§ **Task details**: Please quote only the lines that start at the one with "# test: for every instance of the spiky" and go on to the last line of the data, both ends kept.

Start

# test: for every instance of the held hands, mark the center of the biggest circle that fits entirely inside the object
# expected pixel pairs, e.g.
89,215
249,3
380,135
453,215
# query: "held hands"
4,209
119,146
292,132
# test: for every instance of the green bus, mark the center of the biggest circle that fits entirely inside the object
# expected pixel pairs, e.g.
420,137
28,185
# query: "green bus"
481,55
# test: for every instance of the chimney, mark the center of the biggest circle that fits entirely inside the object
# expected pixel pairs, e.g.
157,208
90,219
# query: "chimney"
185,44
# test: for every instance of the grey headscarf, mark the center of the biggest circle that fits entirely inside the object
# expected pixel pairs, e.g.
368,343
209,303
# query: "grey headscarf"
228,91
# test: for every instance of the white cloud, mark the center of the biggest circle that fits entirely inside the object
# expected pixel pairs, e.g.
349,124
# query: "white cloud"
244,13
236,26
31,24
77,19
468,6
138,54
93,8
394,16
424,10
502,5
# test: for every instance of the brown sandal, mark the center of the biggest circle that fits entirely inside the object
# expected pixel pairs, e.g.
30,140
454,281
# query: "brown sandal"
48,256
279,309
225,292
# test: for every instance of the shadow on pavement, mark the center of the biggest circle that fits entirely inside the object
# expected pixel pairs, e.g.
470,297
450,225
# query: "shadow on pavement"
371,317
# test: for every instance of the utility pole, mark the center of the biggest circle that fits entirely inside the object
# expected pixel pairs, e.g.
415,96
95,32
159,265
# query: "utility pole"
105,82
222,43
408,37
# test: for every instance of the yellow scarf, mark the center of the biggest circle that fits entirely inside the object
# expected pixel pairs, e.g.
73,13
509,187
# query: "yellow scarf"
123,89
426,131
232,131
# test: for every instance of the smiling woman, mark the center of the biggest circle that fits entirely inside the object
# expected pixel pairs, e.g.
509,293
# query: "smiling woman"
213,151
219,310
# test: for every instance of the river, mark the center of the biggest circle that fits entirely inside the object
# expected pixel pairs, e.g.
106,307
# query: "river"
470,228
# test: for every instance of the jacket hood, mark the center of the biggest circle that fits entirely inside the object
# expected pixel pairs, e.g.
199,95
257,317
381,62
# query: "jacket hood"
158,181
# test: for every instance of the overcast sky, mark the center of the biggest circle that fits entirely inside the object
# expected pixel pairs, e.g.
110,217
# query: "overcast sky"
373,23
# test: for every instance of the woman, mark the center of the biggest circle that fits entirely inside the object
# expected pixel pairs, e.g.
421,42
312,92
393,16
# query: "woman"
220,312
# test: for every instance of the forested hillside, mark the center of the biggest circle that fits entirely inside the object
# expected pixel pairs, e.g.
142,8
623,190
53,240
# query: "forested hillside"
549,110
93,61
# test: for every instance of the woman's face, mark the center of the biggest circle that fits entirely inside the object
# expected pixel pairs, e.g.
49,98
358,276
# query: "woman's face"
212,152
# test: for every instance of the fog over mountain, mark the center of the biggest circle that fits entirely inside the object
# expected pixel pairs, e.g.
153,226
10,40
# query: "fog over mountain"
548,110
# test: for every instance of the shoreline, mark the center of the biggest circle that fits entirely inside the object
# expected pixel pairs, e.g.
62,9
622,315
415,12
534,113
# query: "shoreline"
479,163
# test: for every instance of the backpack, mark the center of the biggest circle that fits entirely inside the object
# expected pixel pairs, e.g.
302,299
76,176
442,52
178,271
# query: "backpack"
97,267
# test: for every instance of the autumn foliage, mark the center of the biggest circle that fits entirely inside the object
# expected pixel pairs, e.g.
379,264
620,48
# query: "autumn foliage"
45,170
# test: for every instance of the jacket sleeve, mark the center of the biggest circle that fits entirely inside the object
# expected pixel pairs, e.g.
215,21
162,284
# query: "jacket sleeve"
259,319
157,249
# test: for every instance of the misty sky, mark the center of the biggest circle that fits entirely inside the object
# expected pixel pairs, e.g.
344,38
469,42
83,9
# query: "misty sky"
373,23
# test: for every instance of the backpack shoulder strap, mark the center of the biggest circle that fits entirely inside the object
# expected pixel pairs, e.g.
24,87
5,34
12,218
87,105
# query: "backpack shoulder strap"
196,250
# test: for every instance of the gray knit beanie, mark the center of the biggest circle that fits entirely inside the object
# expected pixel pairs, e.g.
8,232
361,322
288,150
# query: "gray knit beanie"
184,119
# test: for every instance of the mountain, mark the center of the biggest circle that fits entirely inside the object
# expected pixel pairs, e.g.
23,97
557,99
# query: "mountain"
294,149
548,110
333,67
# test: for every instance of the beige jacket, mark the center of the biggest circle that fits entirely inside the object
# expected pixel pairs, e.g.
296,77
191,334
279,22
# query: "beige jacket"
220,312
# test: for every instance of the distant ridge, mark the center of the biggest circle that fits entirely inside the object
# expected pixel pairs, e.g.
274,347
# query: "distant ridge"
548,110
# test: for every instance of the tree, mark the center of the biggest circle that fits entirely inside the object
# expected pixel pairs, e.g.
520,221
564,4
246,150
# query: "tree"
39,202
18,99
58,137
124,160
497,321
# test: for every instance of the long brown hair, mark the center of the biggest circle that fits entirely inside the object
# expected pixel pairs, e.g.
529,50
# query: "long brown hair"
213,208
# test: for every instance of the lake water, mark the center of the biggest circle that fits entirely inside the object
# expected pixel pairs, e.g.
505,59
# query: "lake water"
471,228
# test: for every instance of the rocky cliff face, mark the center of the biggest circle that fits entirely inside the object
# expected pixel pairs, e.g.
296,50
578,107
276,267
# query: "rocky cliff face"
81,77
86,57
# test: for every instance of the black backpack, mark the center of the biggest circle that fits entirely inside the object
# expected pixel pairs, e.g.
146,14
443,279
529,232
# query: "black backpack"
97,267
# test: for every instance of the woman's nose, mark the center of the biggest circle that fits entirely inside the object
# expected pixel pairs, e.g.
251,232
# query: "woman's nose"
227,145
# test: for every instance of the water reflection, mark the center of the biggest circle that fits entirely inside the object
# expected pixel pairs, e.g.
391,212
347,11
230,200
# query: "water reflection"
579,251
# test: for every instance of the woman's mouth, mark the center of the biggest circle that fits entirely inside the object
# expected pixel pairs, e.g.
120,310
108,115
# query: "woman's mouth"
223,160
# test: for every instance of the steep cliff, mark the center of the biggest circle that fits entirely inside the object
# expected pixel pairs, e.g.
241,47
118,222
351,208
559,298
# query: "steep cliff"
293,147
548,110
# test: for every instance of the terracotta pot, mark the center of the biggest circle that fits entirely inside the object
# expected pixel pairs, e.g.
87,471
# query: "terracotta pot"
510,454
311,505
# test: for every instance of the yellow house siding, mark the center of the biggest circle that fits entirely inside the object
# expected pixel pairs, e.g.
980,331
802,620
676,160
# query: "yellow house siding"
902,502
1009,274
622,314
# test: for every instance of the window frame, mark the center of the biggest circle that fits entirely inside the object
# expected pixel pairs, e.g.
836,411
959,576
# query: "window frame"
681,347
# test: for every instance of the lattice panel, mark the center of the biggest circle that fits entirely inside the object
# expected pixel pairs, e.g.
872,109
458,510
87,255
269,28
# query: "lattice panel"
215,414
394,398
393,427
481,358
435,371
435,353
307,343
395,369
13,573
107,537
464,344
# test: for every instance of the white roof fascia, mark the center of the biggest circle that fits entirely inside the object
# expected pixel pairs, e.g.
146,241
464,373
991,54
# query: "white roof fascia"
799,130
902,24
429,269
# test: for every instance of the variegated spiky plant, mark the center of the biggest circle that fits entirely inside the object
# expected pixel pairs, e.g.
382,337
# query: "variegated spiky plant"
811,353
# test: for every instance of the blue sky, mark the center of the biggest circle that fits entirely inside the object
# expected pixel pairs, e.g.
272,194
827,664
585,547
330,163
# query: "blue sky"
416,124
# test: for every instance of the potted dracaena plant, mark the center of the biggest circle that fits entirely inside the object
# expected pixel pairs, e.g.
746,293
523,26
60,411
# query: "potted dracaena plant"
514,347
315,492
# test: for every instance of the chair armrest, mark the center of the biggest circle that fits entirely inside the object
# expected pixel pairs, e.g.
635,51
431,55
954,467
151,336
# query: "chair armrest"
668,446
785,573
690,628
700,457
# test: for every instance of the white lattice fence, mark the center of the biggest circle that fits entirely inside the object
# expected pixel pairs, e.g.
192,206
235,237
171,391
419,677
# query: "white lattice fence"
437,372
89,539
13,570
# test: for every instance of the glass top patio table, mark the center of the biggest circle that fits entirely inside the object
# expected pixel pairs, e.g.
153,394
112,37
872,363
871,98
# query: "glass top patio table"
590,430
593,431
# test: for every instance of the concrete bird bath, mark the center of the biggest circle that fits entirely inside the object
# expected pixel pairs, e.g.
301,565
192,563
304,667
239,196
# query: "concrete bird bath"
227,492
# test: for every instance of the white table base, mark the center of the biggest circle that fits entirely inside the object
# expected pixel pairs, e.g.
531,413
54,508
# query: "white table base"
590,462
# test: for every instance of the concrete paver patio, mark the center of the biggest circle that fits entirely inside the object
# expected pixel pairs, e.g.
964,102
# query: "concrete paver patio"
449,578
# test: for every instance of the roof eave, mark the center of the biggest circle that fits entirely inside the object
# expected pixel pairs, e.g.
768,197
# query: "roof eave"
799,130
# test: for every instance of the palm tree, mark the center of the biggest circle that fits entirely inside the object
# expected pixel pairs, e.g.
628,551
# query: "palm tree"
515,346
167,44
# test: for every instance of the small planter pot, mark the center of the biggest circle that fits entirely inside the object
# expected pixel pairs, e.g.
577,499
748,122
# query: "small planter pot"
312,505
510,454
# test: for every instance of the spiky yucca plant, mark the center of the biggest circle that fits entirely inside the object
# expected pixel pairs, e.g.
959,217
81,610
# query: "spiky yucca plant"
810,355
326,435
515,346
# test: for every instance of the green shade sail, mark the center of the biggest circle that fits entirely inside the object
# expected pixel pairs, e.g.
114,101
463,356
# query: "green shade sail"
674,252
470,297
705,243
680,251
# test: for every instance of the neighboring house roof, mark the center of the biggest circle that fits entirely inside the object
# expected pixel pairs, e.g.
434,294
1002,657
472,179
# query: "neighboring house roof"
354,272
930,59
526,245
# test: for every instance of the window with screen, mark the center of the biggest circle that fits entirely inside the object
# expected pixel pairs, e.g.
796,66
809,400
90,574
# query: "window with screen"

End

§ **Solution to this problem**:
# test: for every instance of the spiky yucca plant, mark the center of the biggest circle that fits entirely inside the object
# expected pixel pairs, e.g.
959,217
81,610
# query: "spiky yucca plant"
810,355
326,435
515,346
# test: for every instance of the green shade sail, mark the center of the biggest circle that fits entirely inside the object
# expected pixel pairs, e.g.
114,101
463,356
# query: "green shade sail"
674,252
470,297
705,243
680,251
# test: for every instance of the neighboring house roof, mark the center of the biggest circle that fits entirely inside the object
# expected pixel pairs, e.g.
434,294
1002,657
472,179
# query: "neighboring house roof"
354,272
930,59
526,245
# test: for every instance of the window with screen, mark the center of the biggest circle that fits entirely inside the object
# expected pixel pairs, e.g.
796,66
809,400
90,574
# query: "window with screen"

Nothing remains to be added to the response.